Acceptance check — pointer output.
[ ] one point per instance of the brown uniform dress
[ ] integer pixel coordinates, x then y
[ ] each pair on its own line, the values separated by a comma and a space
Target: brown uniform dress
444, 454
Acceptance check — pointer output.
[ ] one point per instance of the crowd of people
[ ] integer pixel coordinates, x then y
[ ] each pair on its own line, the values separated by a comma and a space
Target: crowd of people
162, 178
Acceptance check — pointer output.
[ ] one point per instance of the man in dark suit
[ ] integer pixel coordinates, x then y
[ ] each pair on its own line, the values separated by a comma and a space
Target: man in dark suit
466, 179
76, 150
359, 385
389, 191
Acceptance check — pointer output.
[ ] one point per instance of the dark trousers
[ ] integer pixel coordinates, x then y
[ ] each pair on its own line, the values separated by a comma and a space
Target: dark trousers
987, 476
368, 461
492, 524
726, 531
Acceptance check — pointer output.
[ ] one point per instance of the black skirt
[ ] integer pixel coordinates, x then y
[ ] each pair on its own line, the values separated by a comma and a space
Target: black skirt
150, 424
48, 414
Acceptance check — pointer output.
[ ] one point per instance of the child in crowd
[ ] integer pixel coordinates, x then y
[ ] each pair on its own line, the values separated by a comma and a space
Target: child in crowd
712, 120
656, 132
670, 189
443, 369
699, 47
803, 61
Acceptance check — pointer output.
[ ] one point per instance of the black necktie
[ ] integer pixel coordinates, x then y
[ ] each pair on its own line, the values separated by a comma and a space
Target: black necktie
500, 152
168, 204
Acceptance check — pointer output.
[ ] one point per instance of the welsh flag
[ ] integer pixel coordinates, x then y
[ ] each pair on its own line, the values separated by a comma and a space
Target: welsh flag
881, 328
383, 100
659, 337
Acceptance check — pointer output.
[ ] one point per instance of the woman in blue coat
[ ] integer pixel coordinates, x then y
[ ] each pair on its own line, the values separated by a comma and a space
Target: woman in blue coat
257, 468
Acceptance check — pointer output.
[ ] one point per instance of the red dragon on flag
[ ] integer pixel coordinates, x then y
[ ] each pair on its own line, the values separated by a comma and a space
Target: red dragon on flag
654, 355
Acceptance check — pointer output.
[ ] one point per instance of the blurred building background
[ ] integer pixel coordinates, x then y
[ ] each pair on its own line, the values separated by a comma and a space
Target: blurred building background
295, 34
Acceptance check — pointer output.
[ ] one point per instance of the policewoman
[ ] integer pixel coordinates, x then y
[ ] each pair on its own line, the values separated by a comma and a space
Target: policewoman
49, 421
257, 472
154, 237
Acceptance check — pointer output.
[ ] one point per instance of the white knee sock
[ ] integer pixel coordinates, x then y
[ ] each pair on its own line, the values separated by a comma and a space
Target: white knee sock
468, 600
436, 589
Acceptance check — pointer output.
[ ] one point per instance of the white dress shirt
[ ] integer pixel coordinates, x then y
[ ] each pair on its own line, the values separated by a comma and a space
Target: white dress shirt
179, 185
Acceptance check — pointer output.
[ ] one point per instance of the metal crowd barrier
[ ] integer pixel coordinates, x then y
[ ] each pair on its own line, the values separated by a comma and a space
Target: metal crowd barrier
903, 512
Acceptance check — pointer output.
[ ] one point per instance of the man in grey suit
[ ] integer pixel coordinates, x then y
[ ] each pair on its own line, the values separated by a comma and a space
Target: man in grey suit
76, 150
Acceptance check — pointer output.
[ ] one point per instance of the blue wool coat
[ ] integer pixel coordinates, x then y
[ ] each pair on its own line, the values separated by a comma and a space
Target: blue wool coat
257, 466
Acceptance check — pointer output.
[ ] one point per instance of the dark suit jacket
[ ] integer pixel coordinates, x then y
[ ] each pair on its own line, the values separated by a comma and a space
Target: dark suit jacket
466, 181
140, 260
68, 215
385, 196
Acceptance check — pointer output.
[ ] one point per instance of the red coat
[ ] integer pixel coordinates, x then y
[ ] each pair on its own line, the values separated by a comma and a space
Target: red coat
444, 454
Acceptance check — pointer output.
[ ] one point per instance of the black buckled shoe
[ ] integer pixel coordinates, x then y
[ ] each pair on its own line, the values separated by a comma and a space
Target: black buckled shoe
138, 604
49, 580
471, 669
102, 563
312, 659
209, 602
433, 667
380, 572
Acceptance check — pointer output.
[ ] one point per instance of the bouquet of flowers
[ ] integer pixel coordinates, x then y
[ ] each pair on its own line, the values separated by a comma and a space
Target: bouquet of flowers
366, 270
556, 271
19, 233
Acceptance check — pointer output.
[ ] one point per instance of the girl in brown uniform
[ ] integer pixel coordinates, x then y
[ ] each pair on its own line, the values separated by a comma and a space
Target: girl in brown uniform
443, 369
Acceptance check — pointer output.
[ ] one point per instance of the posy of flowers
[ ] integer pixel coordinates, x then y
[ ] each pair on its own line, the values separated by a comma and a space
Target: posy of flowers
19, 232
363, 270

━━━

» What to do: From the records above, repeat exactly the lines from the one with "Target: crowd of people" through the one with "[ ] one point per instance of the child", both included.

» Result of this exercise:
Target: crowd of people
162, 178
Acceptance check — pointer output.
[ ] one point per instance of the man in dark suit
[ ] integer pixel coordinates, x then y
[ ] each pair on its own line, the values separated by a comma and a space
Target: man in dark suit
466, 179
76, 150
359, 385
389, 191
Acceptance check — pointer output.
[ ] one point per instance of the dark trousers
[ ] integer pixel coordinates, x then y
[ ] each pair on its own line, the values separated by a comma and a space
Target: dark trousers
987, 476
368, 461
492, 524
726, 531
Acceptance check — pointer output.
[ ] one point per instance of the black skirt
[ ] integer pixel coordinates, x then y
[ ] each pair on its own line, the values separated by a comma and a space
Target: black skirt
150, 424
48, 414
Acceptance check — pointer output.
[ ] one point per instance of the child in crowd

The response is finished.